*** GIVEN DATA
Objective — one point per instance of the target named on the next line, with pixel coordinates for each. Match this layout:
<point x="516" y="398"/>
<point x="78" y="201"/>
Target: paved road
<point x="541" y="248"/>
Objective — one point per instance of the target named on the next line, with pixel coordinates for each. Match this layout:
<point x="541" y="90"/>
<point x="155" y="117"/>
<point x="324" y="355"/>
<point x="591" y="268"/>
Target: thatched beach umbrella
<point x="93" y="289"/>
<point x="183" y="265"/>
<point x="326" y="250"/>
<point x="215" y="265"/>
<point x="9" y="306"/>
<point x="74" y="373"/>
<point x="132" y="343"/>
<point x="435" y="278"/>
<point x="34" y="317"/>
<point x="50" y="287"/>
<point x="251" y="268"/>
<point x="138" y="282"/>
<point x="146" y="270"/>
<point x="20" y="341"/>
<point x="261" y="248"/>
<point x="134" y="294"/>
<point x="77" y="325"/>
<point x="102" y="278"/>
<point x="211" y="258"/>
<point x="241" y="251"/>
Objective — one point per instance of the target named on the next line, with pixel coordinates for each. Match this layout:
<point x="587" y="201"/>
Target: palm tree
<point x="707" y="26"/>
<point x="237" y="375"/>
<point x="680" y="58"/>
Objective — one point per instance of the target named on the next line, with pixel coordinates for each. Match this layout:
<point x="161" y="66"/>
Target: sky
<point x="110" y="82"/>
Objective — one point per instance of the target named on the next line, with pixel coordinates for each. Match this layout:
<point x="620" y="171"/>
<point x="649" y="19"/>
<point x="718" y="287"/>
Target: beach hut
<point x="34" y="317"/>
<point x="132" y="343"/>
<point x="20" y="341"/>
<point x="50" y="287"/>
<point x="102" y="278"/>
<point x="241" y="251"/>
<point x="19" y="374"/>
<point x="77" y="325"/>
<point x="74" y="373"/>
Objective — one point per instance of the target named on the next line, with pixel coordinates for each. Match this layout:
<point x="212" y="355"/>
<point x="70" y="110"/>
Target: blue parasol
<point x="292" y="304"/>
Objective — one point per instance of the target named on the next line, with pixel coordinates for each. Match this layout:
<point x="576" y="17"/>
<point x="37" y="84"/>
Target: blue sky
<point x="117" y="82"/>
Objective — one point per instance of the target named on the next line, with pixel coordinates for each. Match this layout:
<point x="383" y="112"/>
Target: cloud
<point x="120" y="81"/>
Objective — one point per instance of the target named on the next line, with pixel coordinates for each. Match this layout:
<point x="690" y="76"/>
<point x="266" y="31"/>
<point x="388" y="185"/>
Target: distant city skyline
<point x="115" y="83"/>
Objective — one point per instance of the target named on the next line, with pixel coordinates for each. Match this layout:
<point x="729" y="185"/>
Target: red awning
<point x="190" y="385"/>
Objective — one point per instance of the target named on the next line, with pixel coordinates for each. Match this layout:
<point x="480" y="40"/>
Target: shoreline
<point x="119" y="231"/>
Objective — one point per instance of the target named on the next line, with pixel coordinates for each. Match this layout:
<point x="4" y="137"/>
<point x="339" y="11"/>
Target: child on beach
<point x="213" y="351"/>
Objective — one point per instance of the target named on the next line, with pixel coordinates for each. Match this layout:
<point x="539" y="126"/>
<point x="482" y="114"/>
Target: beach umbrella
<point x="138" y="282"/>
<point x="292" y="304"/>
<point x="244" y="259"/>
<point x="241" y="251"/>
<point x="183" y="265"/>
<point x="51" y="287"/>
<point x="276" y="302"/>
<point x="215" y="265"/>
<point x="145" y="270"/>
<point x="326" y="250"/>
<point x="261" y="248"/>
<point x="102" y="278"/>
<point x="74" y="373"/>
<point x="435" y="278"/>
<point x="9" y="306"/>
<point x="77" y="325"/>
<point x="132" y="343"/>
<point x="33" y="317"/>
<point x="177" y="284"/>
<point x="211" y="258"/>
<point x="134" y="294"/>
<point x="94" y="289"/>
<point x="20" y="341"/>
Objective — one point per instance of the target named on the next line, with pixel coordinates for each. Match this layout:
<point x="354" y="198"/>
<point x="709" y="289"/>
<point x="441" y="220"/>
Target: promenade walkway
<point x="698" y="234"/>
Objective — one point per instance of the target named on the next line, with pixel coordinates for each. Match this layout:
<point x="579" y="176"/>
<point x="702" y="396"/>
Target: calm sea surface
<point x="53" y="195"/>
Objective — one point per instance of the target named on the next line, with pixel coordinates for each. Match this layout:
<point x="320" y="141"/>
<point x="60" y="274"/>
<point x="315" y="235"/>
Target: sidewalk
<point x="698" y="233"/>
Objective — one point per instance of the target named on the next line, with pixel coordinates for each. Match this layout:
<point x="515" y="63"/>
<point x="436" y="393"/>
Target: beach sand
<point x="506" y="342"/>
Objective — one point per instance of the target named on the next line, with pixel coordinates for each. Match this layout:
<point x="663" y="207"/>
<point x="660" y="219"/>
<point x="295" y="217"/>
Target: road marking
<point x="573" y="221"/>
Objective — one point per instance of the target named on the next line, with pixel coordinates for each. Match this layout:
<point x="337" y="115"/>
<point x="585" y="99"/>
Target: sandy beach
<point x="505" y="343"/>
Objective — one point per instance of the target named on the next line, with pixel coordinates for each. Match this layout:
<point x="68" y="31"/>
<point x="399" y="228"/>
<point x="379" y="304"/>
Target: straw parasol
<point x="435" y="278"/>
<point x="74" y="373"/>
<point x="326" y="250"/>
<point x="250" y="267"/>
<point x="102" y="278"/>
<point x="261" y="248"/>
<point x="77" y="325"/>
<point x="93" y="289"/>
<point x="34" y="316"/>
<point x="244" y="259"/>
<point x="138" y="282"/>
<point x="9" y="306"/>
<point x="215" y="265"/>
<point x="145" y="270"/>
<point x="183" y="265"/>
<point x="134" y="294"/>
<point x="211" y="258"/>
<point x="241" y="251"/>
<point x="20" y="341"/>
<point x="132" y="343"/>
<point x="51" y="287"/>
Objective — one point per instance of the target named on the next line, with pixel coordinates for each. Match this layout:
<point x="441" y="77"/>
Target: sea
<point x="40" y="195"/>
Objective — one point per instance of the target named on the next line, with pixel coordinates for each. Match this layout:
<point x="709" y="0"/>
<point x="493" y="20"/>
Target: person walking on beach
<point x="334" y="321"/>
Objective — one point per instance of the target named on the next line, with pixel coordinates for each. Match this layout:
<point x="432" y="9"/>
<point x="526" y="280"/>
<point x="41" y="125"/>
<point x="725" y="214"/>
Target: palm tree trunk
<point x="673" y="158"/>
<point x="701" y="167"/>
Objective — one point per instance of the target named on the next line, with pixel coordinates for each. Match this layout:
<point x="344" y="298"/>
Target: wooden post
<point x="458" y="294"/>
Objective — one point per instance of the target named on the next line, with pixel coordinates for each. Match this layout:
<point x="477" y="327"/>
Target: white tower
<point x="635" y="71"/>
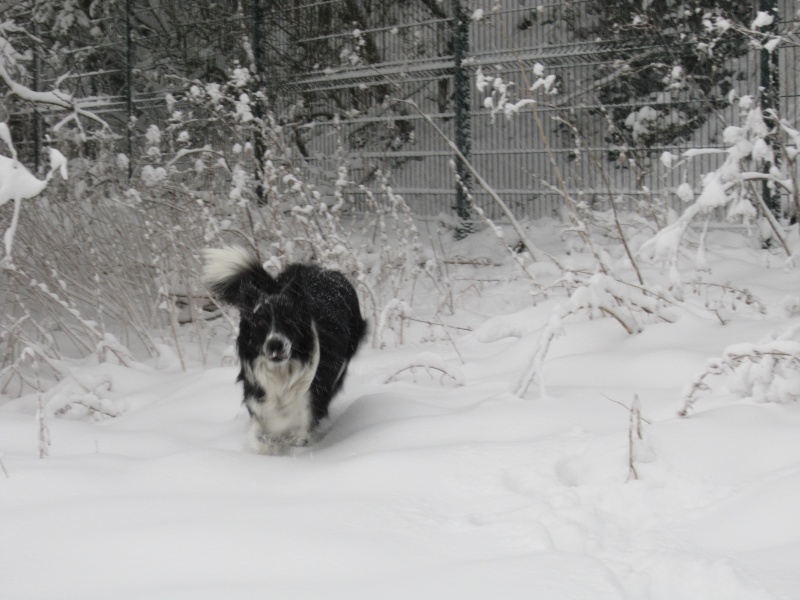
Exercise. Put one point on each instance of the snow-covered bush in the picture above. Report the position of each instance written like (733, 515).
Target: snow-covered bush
(750, 146)
(765, 372)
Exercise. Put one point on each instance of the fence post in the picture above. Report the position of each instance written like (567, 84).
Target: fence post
(461, 102)
(129, 83)
(37, 120)
(257, 17)
(770, 99)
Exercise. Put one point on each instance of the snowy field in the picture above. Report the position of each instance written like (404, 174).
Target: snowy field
(431, 485)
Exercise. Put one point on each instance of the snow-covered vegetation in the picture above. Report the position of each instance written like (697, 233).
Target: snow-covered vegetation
(602, 404)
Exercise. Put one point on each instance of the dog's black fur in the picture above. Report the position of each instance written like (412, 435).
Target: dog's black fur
(297, 334)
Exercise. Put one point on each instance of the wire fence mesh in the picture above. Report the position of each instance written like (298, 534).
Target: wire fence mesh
(372, 84)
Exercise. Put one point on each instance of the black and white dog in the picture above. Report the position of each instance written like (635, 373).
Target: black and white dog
(297, 334)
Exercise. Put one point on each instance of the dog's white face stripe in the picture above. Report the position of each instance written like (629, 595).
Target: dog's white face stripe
(284, 417)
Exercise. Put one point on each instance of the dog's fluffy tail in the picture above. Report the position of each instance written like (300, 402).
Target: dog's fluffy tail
(231, 272)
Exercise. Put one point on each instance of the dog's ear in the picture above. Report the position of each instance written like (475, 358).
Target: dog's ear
(236, 277)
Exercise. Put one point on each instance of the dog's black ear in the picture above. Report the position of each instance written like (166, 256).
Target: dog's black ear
(236, 277)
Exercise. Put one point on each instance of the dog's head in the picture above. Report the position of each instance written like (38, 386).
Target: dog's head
(274, 320)
(277, 327)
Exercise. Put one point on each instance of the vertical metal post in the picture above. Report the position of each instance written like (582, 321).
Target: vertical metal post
(770, 100)
(461, 102)
(37, 119)
(129, 82)
(258, 68)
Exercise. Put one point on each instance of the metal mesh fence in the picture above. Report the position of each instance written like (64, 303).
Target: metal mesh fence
(371, 84)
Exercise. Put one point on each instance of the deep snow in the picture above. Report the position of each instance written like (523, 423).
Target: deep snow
(424, 488)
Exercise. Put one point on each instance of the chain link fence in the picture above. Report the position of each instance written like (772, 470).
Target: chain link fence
(374, 84)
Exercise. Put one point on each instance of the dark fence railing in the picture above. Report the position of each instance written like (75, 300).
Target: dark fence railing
(385, 89)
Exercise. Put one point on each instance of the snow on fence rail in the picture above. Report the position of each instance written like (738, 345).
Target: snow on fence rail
(320, 60)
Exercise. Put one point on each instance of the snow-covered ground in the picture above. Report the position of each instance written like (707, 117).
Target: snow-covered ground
(430, 485)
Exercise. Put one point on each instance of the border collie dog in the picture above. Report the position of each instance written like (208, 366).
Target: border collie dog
(297, 334)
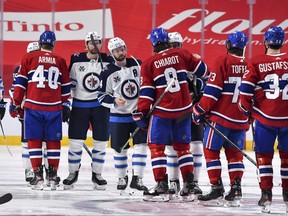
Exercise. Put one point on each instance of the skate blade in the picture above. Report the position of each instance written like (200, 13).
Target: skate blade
(235, 203)
(266, 208)
(160, 198)
(68, 187)
(99, 187)
(135, 192)
(38, 186)
(189, 198)
(213, 203)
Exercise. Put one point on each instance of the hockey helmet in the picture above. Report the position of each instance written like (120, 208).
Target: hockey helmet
(96, 36)
(158, 35)
(48, 37)
(175, 37)
(274, 36)
(115, 43)
(33, 46)
(237, 39)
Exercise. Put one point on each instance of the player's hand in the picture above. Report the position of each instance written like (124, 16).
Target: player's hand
(2, 108)
(141, 121)
(198, 114)
(66, 111)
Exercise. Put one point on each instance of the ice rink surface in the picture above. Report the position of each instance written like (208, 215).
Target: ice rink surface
(83, 200)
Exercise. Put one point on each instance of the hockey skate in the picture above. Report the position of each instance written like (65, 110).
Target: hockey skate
(38, 180)
(215, 196)
(285, 198)
(57, 182)
(235, 194)
(99, 183)
(188, 186)
(159, 193)
(69, 182)
(174, 189)
(196, 190)
(136, 184)
(29, 175)
(122, 184)
(265, 200)
(53, 178)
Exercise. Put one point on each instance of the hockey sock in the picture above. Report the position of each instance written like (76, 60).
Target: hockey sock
(213, 165)
(121, 163)
(25, 156)
(172, 163)
(284, 169)
(35, 153)
(185, 158)
(74, 154)
(265, 170)
(196, 148)
(53, 153)
(139, 159)
(158, 161)
(235, 163)
(98, 156)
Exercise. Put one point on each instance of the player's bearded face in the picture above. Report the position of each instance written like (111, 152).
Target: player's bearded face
(120, 53)
(91, 47)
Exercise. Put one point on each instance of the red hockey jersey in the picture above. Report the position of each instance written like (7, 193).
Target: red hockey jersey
(158, 71)
(44, 78)
(221, 93)
(267, 83)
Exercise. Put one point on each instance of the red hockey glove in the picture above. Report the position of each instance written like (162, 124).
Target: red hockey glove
(198, 114)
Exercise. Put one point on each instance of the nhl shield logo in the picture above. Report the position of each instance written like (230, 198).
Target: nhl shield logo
(130, 89)
(91, 82)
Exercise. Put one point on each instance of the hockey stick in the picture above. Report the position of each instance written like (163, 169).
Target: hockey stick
(5, 198)
(150, 111)
(2, 129)
(254, 148)
(230, 142)
(97, 50)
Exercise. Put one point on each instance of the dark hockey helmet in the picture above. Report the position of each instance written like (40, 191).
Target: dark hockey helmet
(237, 39)
(158, 35)
(274, 36)
(48, 37)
******
**TASK PROMPT**
Of the lines above, retype only those from the line containing "Target: red hockey glove" through the line containing "Exercise. Put one point on each instance of the hockey stick", including both, exactly.

**RESULT OF THIS EXERCISE**
Target: red hockey glove
(198, 114)
Exercise. Put one point on each instance of the nhl shield logo in the picture above. Report the position of each instance written like (230, 198).
Target: nhl shield logo
(130, 89)
(91, 82)
Exercise. Put one point on each instance of the hockey stick in the picture above. Report the position of each instance written like (163, 169).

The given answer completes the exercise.